Please pick up the passage on media use and civic engagement at its last sentence and continue writing it.
** START OF Source document **
The patterns for the total effects of media usage on civic engagement were fairly similar across models. Accordingly, as predicted, entertainment TV watching was negatively related to all forms of civic engagement. For example, a one-unit increase in entertainment TV watching was associated with .014, .123 and .425 units decreases in social trust, voting and non-traditional political participation, respectively. In all equations, the total effects of political TV watching were negative, but only the effect for social trust was significant and negative. The estimated effects of Internet use on civic engagement were significant and in a positive direction in all equations. A one-unit increase in Internet use was related to an increase in social trust, voting and non-traditional political participation of .023, .116 and .407 units, respectively.

Table 3

Direct, Indirect, and Total Effects of Media Usage (N = 37,704)

Social Trust
Voting
Non-traditional Political Participation
Unst. B SE Unst. B SE Unst. B SE
Entertainment TV
Total -.014** .005 -.123*** .022 -.425*** .048
Indirect via Openness-Conservation -.001*** .000 .004 .005 -.034*** .004
Indirect via Transcendence-Enhancement -.003*** .000 .001 .007 -.027** .011
Direct -.010* .005 -.131*** .030 -.363*** .051
Political TV
Total -.034*** .008 -.027 .059 -.024 .065
Indirect via Openness-Conservation .000*** .000 .007 .008 -.020*** .004
Indirect via Transcendence-Enhancement -.001*** .000 .000 .002 -.007* .003
Direct -.033*** .008 -.031 .061 .003 .067
Internet
Total .023*** .004 .116*** .015 .407*** .040
Indirect via Openness-Conservation .002*** .000 -.015 .018 .073*** .007
Indirect via Transcendence-Enhancement .002*** .000 -.001 .004 .016* .006
Direct .019*** .004 .132*** .026 .318*** .045

*p < .05. **p < .01. ***p < .001, two-tailed tests.

Turning now to the mediating effects of value orientations, as shown in Table 3, we see that values mediated a small part of the effects of media usage on social trust and non-traditional political participation, but not on voting. In line with their negative total effects, the indirect effects of both entertainment and political TV watching on social trust were negative, while those of Internet use were positive. For example, openness mediated -.001 and transcendence mediated -.003 of the -.014 total effect of entertainment TV watching on social trust. So, in total, values mediated almost one third of the total effects of entertainment TV on social trust. They also mediated about one sixth of the total effects of Internet use on social trust. As is the case in the models predicting civic engagement, entertainment and political TV watching seemed to impede social trust and non-traditional political participation via decreasing openness to change and self-transcendence value orientations, while Internet use mostly facilitated civic life by promoting them.
** END OF Source document **
** START OF Dataset rows **
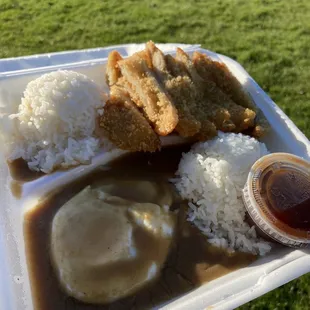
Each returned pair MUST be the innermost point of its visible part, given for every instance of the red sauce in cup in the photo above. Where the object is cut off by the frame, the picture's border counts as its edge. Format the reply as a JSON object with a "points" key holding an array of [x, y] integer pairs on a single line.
{"points": [[277, 198]]}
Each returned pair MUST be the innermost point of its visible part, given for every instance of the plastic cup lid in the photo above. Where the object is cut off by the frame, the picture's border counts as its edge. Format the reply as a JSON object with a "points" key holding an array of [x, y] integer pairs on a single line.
{"points": [[277, 198]]}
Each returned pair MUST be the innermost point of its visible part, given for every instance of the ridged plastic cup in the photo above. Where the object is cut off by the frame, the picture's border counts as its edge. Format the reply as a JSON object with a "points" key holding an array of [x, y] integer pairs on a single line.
{"points": [[295, 172]]}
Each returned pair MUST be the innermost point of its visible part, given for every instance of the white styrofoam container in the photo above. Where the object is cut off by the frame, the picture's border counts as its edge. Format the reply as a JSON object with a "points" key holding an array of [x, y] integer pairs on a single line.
{"points": [[279, 267]]}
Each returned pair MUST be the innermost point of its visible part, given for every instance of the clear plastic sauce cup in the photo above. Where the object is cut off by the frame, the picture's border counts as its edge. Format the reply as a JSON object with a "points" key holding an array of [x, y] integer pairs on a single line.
{"points": [[277, 198]]}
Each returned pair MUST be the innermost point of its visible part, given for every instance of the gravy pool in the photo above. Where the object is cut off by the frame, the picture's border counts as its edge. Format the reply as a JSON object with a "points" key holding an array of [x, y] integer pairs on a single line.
{"points": [[191, 262]]}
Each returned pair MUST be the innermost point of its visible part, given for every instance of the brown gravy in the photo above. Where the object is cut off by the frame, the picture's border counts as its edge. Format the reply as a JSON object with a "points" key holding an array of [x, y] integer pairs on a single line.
{"points": [[191, 262]]}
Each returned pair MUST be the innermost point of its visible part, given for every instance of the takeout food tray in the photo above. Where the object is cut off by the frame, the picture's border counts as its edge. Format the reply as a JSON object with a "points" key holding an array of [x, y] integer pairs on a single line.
{"points": [[279, 267]]}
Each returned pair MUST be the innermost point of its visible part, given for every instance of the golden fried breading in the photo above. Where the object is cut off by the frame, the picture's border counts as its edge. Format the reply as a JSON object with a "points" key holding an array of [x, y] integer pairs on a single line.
{"points": [[262, 126], [156, 105], [219, 73], [241, 117], [125, 126], [113, 72], [153, 93], [177, 88]]}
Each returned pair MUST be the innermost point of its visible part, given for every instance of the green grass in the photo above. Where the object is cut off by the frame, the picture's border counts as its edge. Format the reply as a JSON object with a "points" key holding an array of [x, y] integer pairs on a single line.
{"points": [[271, 39]]}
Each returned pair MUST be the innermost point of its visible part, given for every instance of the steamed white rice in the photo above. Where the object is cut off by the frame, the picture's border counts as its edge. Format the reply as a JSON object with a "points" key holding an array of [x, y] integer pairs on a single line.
{"points": [[211, 177], [55, 123]]}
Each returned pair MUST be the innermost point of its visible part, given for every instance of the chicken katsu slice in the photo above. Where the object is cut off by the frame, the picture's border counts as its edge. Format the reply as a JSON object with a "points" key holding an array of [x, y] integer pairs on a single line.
{"points": [[241, 117], [262, 126], [213, 116], [188, 125], [219, 73], [125, 126], [113, 72], [156, 104]]}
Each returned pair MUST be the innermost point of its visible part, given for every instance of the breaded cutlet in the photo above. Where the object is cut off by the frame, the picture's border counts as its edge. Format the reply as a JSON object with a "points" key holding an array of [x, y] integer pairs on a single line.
{"points": [[125, 126], [178, 89], [141, 83], [219, 73], [241, 117]]}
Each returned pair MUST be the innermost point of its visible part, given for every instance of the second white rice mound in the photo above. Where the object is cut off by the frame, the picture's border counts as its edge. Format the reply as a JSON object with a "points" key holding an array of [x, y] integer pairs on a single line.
{"points": [[211, 176], [55, 123]]}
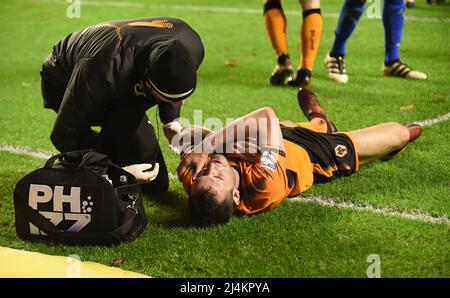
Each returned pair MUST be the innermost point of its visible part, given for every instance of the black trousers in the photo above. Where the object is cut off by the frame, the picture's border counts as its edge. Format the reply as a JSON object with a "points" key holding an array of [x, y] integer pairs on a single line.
{"points": [[126, 135]]}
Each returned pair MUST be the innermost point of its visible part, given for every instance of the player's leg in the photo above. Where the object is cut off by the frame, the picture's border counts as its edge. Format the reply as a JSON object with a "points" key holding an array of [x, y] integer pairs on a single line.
{"points": [[393, 19], [348, 19], [382, 140], [311, 31], [275, 24]]}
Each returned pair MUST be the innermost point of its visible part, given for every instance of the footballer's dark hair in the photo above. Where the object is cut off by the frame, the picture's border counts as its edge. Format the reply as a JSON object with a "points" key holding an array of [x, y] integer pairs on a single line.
{"points": [[207, 211]]}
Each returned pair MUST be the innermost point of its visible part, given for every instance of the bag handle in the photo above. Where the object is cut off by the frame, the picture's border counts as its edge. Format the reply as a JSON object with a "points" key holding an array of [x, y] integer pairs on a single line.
{"points": [[72, 159]]}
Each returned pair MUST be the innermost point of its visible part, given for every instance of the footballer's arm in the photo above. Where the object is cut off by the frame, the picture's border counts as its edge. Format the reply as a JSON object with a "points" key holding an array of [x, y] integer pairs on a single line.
{"points": [[261, 124]]}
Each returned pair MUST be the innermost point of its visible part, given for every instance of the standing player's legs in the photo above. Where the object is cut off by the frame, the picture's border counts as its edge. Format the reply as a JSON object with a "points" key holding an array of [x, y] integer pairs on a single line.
{"points": [[348, 19], [275, 25], [310, 33], [393, 19], [128, 138], [377, 141]]}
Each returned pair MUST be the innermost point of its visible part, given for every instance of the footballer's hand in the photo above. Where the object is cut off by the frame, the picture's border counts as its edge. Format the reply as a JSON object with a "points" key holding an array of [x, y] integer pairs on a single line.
{"points": [[143, 171], [192, 162]]}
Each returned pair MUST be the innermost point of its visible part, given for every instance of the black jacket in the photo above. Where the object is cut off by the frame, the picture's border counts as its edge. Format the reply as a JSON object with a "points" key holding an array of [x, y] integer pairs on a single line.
{"points": [[104, 65]]}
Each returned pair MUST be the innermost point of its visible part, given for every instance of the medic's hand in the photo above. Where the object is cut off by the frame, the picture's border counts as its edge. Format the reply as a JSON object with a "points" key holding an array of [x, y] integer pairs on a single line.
{"points": [[170, 129], [143, 171]]}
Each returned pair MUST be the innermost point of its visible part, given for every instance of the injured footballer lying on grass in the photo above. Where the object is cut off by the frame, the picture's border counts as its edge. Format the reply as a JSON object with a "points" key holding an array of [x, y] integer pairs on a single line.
{"points": [[255, 162]]}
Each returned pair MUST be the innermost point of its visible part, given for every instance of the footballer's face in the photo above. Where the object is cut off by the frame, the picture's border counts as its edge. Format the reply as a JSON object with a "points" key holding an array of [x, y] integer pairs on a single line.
{"points": [[216, 174]]}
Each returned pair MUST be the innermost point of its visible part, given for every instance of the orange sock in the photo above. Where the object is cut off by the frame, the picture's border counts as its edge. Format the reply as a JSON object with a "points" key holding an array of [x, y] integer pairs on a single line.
{"points": [[311, 32], [275, 22]]}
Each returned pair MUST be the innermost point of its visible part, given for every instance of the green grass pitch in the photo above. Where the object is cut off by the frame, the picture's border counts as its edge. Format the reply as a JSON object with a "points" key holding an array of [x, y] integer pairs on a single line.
{"points": [[295, 239]]}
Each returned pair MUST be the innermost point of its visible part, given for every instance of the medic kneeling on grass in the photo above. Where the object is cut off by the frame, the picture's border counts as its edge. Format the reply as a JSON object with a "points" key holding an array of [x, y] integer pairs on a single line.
{"points": [[109, 75], [256, 162]]}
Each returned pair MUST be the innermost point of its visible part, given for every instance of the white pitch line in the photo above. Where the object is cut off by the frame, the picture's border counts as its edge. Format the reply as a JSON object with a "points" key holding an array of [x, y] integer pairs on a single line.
{"points": [[337, 203], [428, 122], [216, 9], [318, 200], [26, 151]]}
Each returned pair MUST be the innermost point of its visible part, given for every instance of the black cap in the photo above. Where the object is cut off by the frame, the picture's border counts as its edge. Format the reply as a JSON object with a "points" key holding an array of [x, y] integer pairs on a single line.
{"points": [[171, 71]]}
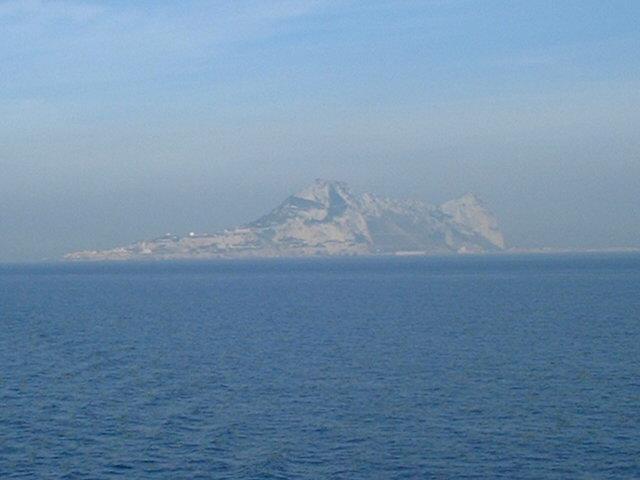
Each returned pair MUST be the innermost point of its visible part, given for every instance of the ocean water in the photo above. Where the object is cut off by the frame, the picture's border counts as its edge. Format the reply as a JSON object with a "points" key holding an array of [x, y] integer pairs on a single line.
{"points": [[473, 367]]}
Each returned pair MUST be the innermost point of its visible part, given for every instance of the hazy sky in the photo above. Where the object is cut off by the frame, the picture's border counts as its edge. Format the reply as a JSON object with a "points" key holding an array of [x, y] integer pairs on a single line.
{"points": [[123, 120]]}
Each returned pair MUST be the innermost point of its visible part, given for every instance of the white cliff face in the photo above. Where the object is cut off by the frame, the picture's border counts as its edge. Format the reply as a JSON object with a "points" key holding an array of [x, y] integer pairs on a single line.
{"points": [[326, 218], [470, 211]]}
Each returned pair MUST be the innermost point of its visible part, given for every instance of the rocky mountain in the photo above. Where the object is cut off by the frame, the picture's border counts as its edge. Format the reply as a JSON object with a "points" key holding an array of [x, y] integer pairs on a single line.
{"points": [[327, 218]]}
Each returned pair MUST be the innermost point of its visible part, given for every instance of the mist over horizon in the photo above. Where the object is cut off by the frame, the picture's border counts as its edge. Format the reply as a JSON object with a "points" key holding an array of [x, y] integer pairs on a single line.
{"points": [[121, 122]]}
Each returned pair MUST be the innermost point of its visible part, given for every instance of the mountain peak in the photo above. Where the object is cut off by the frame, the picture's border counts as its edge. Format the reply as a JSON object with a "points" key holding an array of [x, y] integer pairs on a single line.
{"points": [[326, 192], [327, 218]]}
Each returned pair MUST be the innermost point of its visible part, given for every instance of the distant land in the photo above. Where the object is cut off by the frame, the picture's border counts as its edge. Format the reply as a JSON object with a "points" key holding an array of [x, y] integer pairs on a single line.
{"points": [[328, 219]]}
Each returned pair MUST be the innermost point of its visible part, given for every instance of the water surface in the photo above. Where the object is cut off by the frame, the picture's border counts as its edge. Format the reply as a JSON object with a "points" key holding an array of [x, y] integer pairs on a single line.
{"points": [[473, 367]]}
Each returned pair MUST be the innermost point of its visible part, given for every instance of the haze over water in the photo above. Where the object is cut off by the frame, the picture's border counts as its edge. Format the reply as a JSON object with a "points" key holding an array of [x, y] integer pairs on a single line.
{"points": [[473, 367]]}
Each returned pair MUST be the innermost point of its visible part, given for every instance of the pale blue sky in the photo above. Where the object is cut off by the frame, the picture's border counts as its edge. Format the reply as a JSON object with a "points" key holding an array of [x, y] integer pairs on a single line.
{"points": [[121, 120]]}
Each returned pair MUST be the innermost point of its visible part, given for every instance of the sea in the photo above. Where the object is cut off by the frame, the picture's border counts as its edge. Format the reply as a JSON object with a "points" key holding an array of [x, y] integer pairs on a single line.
{"points": [[471, 367]]}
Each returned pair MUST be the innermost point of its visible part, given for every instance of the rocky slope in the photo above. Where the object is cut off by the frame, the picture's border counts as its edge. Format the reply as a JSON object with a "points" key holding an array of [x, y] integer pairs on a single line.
{"points": [[327, 218]]}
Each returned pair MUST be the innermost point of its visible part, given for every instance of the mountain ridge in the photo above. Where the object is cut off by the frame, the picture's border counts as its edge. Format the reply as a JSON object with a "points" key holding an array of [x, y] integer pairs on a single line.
{"points": [[327, 218]]}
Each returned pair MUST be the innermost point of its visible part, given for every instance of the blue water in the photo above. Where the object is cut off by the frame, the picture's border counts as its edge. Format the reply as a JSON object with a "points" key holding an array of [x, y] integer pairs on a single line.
{"points": [[473, 367]]}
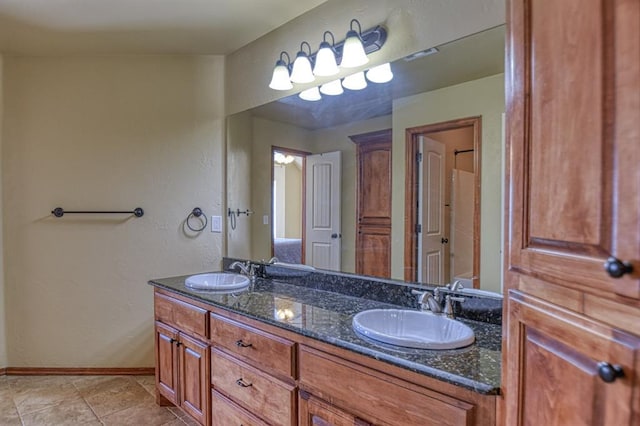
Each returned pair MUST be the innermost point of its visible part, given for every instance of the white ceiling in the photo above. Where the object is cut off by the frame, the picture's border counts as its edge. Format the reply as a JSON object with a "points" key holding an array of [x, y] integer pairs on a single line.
{"points": [[50, 27]]}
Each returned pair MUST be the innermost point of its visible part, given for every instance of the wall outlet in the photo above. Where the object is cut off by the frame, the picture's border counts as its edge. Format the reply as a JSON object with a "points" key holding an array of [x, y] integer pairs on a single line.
{"points": [[216, 224]]}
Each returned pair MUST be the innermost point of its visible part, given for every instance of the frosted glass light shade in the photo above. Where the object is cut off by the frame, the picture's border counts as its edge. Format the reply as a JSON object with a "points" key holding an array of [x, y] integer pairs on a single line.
{"points": [[312, 94], [355, 81], [325, 61], [380, 74], [353, 54], [280, 78], [301, 72], [333, 88]]}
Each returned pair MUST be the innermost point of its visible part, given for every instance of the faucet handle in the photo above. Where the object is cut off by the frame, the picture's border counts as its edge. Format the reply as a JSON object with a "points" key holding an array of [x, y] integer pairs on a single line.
{"points": [[448, 305]]}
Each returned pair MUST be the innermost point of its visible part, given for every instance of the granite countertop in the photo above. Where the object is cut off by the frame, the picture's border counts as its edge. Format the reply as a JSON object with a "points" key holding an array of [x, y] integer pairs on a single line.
{"points": [[327, 315]]}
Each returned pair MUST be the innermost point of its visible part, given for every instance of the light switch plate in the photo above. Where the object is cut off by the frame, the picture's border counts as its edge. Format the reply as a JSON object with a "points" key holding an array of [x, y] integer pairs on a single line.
{"points": [[216, 223]]}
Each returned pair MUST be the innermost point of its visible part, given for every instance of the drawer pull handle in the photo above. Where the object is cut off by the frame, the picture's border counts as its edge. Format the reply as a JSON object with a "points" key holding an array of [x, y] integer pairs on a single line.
{"points": [[609, 373], [616, 268], [241, 382]]}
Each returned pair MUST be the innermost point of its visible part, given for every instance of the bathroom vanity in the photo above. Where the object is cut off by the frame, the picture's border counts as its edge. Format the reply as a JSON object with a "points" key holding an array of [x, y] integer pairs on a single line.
{"points": [[283, 352]]}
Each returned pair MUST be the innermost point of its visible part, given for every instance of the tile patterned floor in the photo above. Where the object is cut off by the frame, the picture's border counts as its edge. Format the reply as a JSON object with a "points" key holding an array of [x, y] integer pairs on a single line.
{"points": [[84, 400]]}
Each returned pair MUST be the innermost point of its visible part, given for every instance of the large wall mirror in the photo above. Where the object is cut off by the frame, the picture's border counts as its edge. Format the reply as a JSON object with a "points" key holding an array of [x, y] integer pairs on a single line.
{"points": [[400, 180]]}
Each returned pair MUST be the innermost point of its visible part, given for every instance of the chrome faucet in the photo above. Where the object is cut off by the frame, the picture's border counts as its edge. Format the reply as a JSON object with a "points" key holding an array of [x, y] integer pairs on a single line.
{"points": [[428, 301], [246, 268]]}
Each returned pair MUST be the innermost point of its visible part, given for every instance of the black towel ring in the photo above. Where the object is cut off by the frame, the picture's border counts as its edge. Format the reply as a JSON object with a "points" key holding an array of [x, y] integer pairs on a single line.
{"points": [[197, 212]]}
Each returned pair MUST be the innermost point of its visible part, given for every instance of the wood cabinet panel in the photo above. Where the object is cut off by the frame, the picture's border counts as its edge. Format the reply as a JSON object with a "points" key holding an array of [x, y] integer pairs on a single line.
{"points": [[187, 318], [194, 378], [258, 392], [315, 412], [373, 239], [380, 399], [225, 412], [553, 377], [573, 148], [166, 362], [273, 353]]}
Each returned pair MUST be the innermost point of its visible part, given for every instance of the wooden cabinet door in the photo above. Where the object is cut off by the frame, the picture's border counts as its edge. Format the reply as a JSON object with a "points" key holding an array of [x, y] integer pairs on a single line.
{"points": [[316, 412], [573, 111], [166, 362], [554, 374], [194, 378], [373, 239]]}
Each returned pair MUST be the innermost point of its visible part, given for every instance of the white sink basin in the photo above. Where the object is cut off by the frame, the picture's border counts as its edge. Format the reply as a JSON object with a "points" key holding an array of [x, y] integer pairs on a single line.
{"points": [[217, 281], [413, 329]]}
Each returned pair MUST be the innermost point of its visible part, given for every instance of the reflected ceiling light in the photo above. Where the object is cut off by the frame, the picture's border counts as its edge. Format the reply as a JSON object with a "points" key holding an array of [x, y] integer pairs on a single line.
{"points": [[281, 158], [326, 58], [312, 94], [280, 79], [301, 72], [355, 81], [380, 74], [332, 88], [353, 54]]}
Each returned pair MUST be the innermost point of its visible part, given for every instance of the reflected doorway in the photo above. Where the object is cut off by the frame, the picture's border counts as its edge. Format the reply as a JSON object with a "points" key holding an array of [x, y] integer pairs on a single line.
{"points": [[287, 204], [442, 226]]}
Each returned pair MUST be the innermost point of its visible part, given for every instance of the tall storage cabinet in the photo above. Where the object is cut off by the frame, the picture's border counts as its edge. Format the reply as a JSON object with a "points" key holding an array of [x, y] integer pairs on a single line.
{"points": [[572, 349]]}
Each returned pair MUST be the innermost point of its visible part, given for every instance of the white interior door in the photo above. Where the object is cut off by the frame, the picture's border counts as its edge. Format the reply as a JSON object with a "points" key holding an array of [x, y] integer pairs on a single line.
{"points": [[431, 212], [323, 230]]}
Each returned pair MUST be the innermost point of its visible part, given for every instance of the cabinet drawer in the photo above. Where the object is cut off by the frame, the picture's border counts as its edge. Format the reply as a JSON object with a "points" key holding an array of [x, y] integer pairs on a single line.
{"points": [[185, 317], [265, 350], [381, 398], [225, 412], [254, 390]]}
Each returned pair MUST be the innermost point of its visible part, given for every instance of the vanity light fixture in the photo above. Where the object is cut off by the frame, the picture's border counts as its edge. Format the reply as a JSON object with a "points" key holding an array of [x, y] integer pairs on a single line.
{"points": [[326, 64], [280, 80], [312, 94], [380, 74], [333, 88], [355, 81], [281, 158], [301, 72], [353, 54]]}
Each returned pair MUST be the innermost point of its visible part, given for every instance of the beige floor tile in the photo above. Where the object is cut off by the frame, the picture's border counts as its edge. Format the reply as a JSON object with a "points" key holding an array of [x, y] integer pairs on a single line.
{"points": [[69, 412], [8, 412], [120, 397], [28, 400], [148, 414], [90, 385]]}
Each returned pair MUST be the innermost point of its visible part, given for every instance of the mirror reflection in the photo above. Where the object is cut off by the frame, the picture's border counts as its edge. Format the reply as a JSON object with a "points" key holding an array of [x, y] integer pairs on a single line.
{"points": [[337, 183]]}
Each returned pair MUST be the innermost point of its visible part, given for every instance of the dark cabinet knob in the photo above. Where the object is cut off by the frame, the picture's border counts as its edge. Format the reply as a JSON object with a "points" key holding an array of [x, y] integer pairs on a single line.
{"points": [[609, 373], [616, 268]]}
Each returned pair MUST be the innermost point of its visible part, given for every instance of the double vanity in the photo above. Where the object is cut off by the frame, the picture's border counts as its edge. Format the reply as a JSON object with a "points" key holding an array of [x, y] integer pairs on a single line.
{"points": [[303, 347]]}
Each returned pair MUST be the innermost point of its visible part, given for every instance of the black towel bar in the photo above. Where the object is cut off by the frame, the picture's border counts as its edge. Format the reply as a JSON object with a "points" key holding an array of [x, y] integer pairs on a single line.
{"points": [[59, 212]]}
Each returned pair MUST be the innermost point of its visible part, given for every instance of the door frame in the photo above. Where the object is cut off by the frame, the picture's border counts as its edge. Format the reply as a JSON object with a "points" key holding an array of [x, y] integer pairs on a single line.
{"points": [[297, 153], [412, 187]]}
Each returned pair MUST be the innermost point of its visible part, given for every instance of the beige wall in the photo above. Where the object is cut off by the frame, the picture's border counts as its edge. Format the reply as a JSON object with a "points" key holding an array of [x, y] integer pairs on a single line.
{"points": [[412, 26], [485, 98], [3, 306], [293, 205], [104, 133], [239, 173]]}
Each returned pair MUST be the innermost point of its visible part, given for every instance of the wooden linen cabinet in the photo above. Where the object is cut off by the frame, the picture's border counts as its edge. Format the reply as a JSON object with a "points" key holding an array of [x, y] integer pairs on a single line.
{"points": [[373, 228], [572, 266]]}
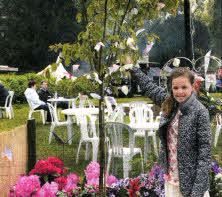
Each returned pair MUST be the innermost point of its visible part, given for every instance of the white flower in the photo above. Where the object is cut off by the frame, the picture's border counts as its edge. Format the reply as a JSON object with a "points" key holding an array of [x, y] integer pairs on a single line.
{"points": [[131, 43], [176, 62], [125, 89], [148, 48], [139, 31], [98, 46]]}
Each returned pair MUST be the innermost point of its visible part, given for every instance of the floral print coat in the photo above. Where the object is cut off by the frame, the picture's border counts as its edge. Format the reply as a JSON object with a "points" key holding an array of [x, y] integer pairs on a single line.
{"points": [[194, 140]]}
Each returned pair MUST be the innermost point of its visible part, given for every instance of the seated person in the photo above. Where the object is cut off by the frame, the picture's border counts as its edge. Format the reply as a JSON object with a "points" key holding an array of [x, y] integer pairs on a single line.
{"points": [[45, 94], [3, 94], [36, 103]]}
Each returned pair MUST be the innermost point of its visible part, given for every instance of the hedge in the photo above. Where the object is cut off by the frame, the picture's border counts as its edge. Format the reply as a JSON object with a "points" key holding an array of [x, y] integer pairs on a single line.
{"points": [[65, 87]]}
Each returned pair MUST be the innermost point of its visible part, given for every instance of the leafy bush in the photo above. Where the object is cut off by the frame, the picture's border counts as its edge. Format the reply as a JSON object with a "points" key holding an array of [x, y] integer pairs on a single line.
{"points": [[65, 87]]}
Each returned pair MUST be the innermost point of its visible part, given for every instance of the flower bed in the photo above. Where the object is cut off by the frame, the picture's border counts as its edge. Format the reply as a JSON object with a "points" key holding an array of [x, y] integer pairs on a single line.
{"points": [[48, 179]]}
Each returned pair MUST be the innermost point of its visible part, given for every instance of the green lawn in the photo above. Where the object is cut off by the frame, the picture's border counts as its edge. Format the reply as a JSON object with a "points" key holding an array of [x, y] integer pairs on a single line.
{"points": [[68, 152]]}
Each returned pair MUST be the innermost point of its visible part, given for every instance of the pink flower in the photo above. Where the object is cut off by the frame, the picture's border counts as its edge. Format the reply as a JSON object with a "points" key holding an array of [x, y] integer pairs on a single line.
{"points": [[111, 179], [92, 174], [72, 180], [57, 162], [48, 190], [166, 177], [11, 191], [52, 165], [62, 181], [27, 185], [160, 6]]}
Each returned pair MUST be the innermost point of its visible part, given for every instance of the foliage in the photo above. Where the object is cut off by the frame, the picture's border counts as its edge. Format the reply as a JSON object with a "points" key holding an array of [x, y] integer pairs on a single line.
** END OF Dataset rows **
Exercise answer:
Values also mediated a small portion of the total effects of media usage on non-traditional political participation. Similar to their effects on social trust, the indirect effects of entertainment and political TV watching on non-traditional political participation were negative and those of Internet use were positive. Openness mediated -.034 and transcendence mediated -.027 of the -.425 total effect of entertainment TV watching on non-traditional political participation; so, the indirect effects were about one seventh of the total effects on non-traditional political participation. Interestingly, while political TV watching had no significant total or direct effects, it had a significant and negative indirect relationship with non-traditional political participation through both openness and transcendence values. Values also mediated about one fifth of the total effects of the Internet on non-traditional political participation.

In sum, predictions were partially supported; value orientations mediated some of the effects of media usage on civic life and in some cases these mediated effects were as big as one third of the total effects.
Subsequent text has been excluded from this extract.